(Contour labeling entries)
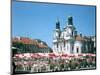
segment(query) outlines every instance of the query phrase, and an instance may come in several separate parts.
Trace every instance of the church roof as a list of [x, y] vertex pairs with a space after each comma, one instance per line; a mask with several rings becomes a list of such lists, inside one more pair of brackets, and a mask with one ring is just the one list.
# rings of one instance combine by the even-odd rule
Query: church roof
[[83, 37], [81, 37], [80, 35], [77, 35], [77, 36], [75, 37], [75, 40], [77, 40], [77, 41], [83, 41], [84, 39], [83, 39]]

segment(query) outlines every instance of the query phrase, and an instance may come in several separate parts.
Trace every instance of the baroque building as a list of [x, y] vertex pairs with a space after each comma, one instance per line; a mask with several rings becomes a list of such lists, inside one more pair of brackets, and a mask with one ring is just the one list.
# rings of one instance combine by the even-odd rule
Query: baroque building
[[73, 17], [68, 17], [67, 25], [63, 30], [60, 29], [60, 21], [58, 20], [53, 35], [53, 52], [67, 54], [95, 53], [95, 40], [92, 40], [93, 38], [77, 34]]

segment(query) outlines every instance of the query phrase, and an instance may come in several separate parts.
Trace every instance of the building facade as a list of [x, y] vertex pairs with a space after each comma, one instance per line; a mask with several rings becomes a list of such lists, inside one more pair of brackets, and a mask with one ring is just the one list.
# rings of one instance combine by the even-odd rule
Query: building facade
[[63, 30], [60, 29], [60, 21], [56, 22], [56, 29], [53, 35], [53, 52], [67, 54], [90, 53], [95, 41], [90, 36], [77, 34], [73, 24], [73, 18], [68, 17], [67, 25]]

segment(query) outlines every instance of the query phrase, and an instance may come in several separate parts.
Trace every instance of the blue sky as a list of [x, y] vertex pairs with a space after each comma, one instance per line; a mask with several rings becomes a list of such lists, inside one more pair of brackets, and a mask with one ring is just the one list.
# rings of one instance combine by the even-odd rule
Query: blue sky
[[12, 2], [12, 36], [41, 39], [52, 47], [53, 30], [57, 17], [60, 27], [67, 25], [68, 16], [78, 33], [95, 35], [95, 6]]

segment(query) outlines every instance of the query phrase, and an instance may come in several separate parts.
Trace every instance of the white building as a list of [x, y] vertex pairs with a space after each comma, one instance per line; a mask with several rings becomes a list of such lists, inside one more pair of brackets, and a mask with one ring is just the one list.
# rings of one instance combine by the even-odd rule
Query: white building
[[67, 25], [62, 31], [59, 20], [56, 22], [56, 29], [54, 30], [53, 36], [54, 53], [81, 54], [88, 52], [88, 44], [84, 43], [87, 41], [87, 39], [82, 37], [82, 34], [77, 35], [72, 17], [68, 17]]

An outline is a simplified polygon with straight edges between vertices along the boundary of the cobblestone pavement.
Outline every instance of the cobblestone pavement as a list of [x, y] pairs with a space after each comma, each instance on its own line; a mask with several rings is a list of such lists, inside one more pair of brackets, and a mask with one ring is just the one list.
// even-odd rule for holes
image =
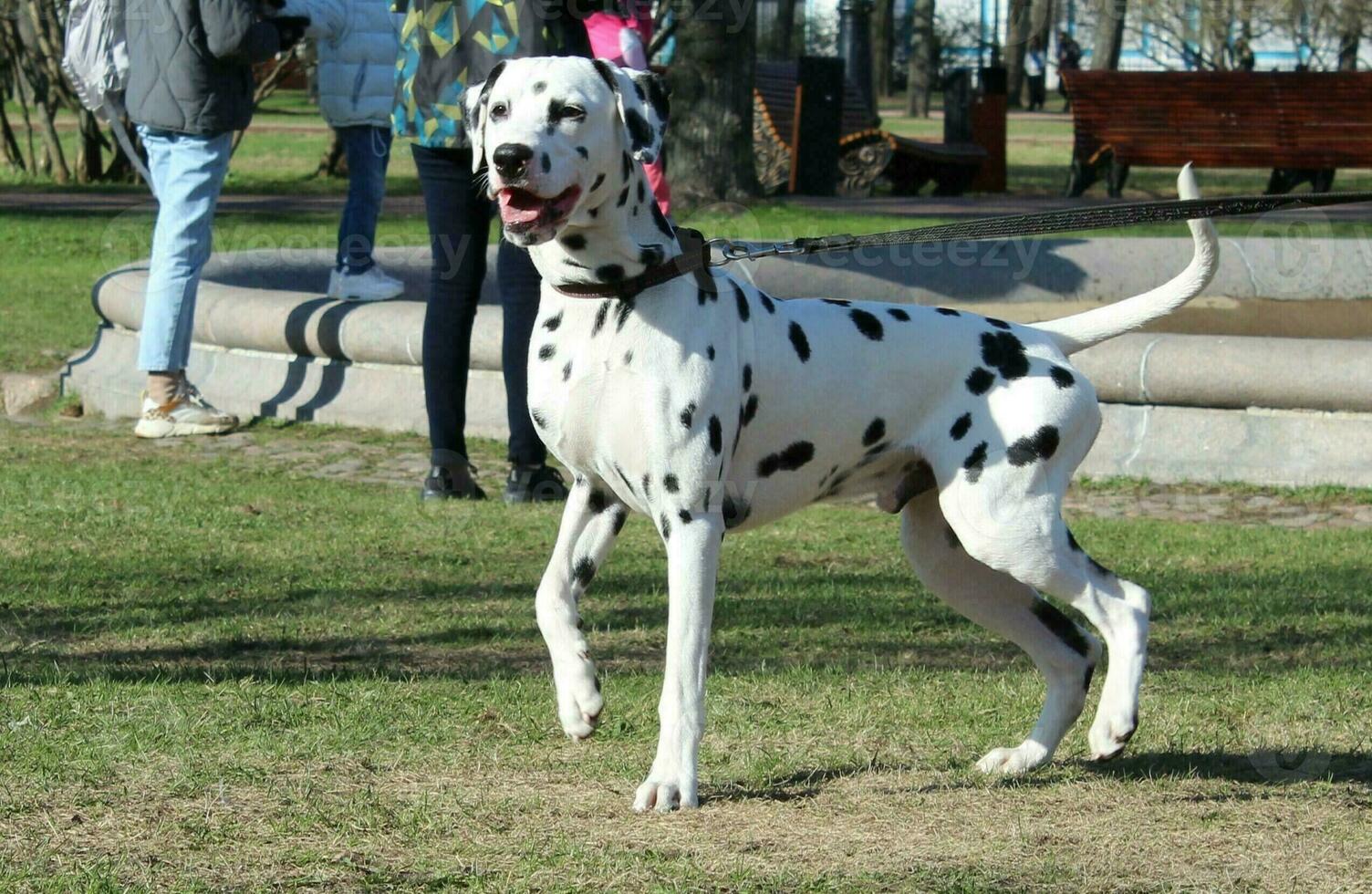
[[[126, 422], [96, 420], [33, 422], [58, 428], [93, 429], [108, 435], [128, 432]], [[3, 424], [0, 424], [3, 435]], [[417, 490], [428, 470], [427, 444], [416, 436], [375, 436], [347, 429], [313, 429], [298, 436], [288, 429], [261, 428], [224, 437], [134, 442], [134, 450], [172, 451], [178, 455], [224, 458], [244, 466], [279, 469], [339, 481]], [[472, 461], [488, 494], [504, 484], [502, 444], [471, 443]], [[1283, 528], [1372, 528], [1372, 492], [1284, 490], [1206, 484], [1152, 484], [1122, 481], [1076, 485], [1067, 494], [1067, 516], [1102, 518], [1161, 518], [1170, 521], [1227, 521]]]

### [PROBLEM TO WORK ON]
Extract every line of the listing above verbatim, leaving out the pictures.

### [OUTPUT BELOW]
segment(query) outlines every instance of the query phrase, and an instance may come in several separate parts.
Trace every instance of the church roof as a list of [x, y] vertex pairs with a space after each comma, one instance per line; a mask with several rings becomes a list of such lists, inside one more pair of brackets, and a mask with one ring is just the one list.
# rings of one instance combine by the even-odd rule
Query: church roof
[[83, 37], [81, 37], [80, 35], [77, 35], [77, 36], [75, 37], [75, 40], [77, 40], [77, 41], [83, 41], [84, 39], [83, 39]]

segment(query) outlines every instance of the query phrase, and an instance may come in several separate parts.
Trace every instance of the baroque building as a list of [x, y] vertex pairs with a space after each comma, one instance per line; a mask with several rings becomes a list of such lists, inside one more pair of brackets, and a mask with one ring is just the one list.
# rings of one instance combine by the even-odd rule
Query: baroque building
[[73, 17], [68, 17], [67, 25], [63, 30], [60, 29], [60, 21], [58, 20], [53, 35], [53, 52], [67, 54], [95, 53], [95, 40], [92, 40], [93, 38], [77, 34]]

segment(query) outlines every instance of the query phrase, and an instance may come in several separate parts.
Trace every instance of the building facade as a list of [x, y] vertex pairs with a space after each comma, one instance per line; a mask with several rings becomes a list of such lists, inside one more pair of brackets, and a mask with one ring is just the one list.
# rings of one instance combine by the even-odd rule
Query: building facade
[[63, 30], [60, 29], [60, 21], [56, 22], [56, 29], [53, 35], [53, 52], [67, 54], [90, 53], [95, 41], [90, 36], [77, 34], [73, 24], [73, 18], [68, 17], [67, 25]]

segment(query) outlines every instance of the query phrase, and an instance may come in several separate parts.
Trace every instance of the blue sky as a list of [x, y] vertex pairs with a space after each comma, one instance per line; a mask with several rings becomes a list of such lists, inside one more pair of brackets, and a mask with one ring is just the one list.
# rings of one instance combine by the even-odd rule
Query: blue sky
[[12, 2], [12, 36], [41, 39], [52, 47], [53, 30], [57, 17], [60, 27], [67, 25], [68, 16], [78, 33], [95, 35], [95, 6]]

segment(query) outlines every instance of the query phrase, and an instance may come in several separate parts.
Trace every instance of the white building as a list of [x, y] vertex pairs with a space after each comma, one instance per line; a mask with several rings becomes a list of such lists, inside one more pair of brackets, and a mask with one ring is just the one list.
# rings of one instance combine by the even-odd rule
Query: white building
[[67, 25], [62, 31], [59, 20], [56, 22], [56, 29], [54, 30], [53, 36], [54, 53], [81, 54], [88, 52], [88, 44], [84, 43], [87, 41], [87, 39], [82, 37], [82, 34], [77, 35], [72, 17], [68, 17]]

An outline is a simplified polygon with straight edges between vertices along the boundary of the cobblestone pavement.
Outline every instance of the cobblestone pavement as a list of [x, y] pairs with a space after each comma, each instance on its own line; a mask with several rings is a list of such lists, inside one more pair of brackets, and a mask with one ring is just the one list.
// even-odd rule for holes
image =
[[[126, 422], [96, 420], [33, 422], [58, 428], [93, 429], [108, 435], [128, 432]], [[3, 424], [0, 424], [3, 435]], [[417, 490], [428, 470], [427, 444], [416, 436], [375, 436], [347, 429], [313, 429], [298, 436], [288, 429], [261, 428], [224, 437], [134, 442], [134, 450], [172, 451], [178, 455], [224, 458], [244, 466], [279, 469], [339, 481]], [[472, 461], [488, 494], [504, 484], [502, 444], [471, 443]], [[1283, 528], [1372, 528], [1372, 492], [1284, 490], [1206, 484], [1152, 484], [1122, 481], [1076, 485], [1067, 494], [1067, 516], [1102, 518], [1161, 518], [1170, 521], [1227, 521]]]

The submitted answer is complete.